:: Source document ::
▶
R&D: World First for Reading Digitally Encoded Synthetic Molecules

From CNRS (Centre National de la Recherche Scientifique)

For the first time, using mass spectrometry, researchers have successfully read several bytes ⁽¹⁾ of data recorded on a molecular scale using synthetic polymers.

By inserting fragile bonds between each molecular ‘byte,’
digital polymers may be easily read through mass spectrometry.
© Jean-François Lutz, Institut Charles Sadron (CNRS)

Their work, conducted under the aegis of the Institut Charles Sadron (CNRS) in Strasbourg, France and the Institute of Radical Chemistry (CNRS/Aix-Marseille University, France), sets a benchmark for the amount of data – stored as a sequence of molecular units (monomers)—that may be read using this routine method. It also sets the stage for data storage on a scale 100 times smaller than that of current hard drives. The scientists’ findings are published in Nature Communications on October 17, 2017 (see below).
◀
:: What to do ::
(a) Condense the paragraph that begins "Their work, conducted under the aegis" in the article on reading digitally encoded synthetic molecules into a short bulleted list of its main facts.
(b) Compose the next paragraph of the article on reading digitally encoded synthetic molecules, following on from its final sentence.

:: Items ::
▶
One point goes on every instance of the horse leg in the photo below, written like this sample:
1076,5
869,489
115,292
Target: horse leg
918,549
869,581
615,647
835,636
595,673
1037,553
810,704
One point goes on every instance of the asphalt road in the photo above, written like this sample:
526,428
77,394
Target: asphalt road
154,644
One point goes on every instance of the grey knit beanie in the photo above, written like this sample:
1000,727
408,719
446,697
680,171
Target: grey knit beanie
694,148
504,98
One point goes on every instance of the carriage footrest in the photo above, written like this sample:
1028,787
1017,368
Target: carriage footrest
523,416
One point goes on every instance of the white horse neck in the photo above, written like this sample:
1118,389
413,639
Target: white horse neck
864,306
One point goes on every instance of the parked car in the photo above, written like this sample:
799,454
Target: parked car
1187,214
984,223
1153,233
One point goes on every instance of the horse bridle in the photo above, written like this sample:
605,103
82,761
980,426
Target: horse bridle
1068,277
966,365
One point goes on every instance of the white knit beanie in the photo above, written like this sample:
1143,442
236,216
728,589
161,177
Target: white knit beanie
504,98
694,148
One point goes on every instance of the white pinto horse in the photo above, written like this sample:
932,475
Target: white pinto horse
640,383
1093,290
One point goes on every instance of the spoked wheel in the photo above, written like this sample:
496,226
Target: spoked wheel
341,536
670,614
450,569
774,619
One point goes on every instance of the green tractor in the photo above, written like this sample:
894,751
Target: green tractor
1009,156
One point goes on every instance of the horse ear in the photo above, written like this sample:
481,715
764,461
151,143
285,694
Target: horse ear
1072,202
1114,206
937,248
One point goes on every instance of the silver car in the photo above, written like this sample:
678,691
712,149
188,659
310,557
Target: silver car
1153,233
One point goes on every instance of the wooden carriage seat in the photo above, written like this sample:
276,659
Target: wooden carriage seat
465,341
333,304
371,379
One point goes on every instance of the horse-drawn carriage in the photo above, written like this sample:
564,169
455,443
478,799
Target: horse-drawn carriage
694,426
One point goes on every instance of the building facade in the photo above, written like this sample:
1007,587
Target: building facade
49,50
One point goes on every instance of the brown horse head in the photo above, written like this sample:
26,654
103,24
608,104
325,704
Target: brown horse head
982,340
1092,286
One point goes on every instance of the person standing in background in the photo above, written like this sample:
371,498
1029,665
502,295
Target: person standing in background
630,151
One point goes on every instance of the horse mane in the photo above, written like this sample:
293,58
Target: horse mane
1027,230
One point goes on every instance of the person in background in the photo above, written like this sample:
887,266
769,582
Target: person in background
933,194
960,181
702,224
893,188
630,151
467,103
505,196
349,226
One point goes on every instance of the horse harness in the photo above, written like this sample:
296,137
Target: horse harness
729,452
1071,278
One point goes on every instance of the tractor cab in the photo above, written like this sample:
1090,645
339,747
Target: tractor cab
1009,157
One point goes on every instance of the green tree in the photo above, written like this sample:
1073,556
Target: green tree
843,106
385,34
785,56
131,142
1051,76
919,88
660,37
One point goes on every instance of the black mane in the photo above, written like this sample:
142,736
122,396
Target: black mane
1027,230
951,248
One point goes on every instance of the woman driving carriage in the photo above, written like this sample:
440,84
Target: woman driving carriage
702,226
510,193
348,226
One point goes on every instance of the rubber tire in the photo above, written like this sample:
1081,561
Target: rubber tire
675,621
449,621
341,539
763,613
◀
:: Answers for this exercise ::
(a)
- The research was carried out under the Institut Charles Sadron (CNRS) in Strasbourg, France, and the Institute of Radical Chemistry (CNRS/Aix-Marseille University, France).
- It sets a benchmark for how much data, stored as a sequence of monomers, can be read with this routine method.
- It prepares the way for data storage on a scale 100 times smaller than current hard drives.
- The findings were published in Nature Communications on October 17, 2017.

(b)
Will hard drives one day use polymers for data storage? For several years now, researchers have faced the challenge of trying to record information with these long molecules. Polymers have great potential since, to record a bit, ⁽¹⁾ their component monomers require 100 times less space than current HDDs. Their use could therefore reduce the size of computer storage media. Yet researchers have been thwarted in their efforts to effectively read polymer data. Now a team of CNRS and Aix-Marseille University scientists has demonstrated that a mass spectrometer may be used to read long sequences of data recorded on a molecular scale. This is a breakthrough because mass spectrometers, popular among chemists, are fast and easy to use.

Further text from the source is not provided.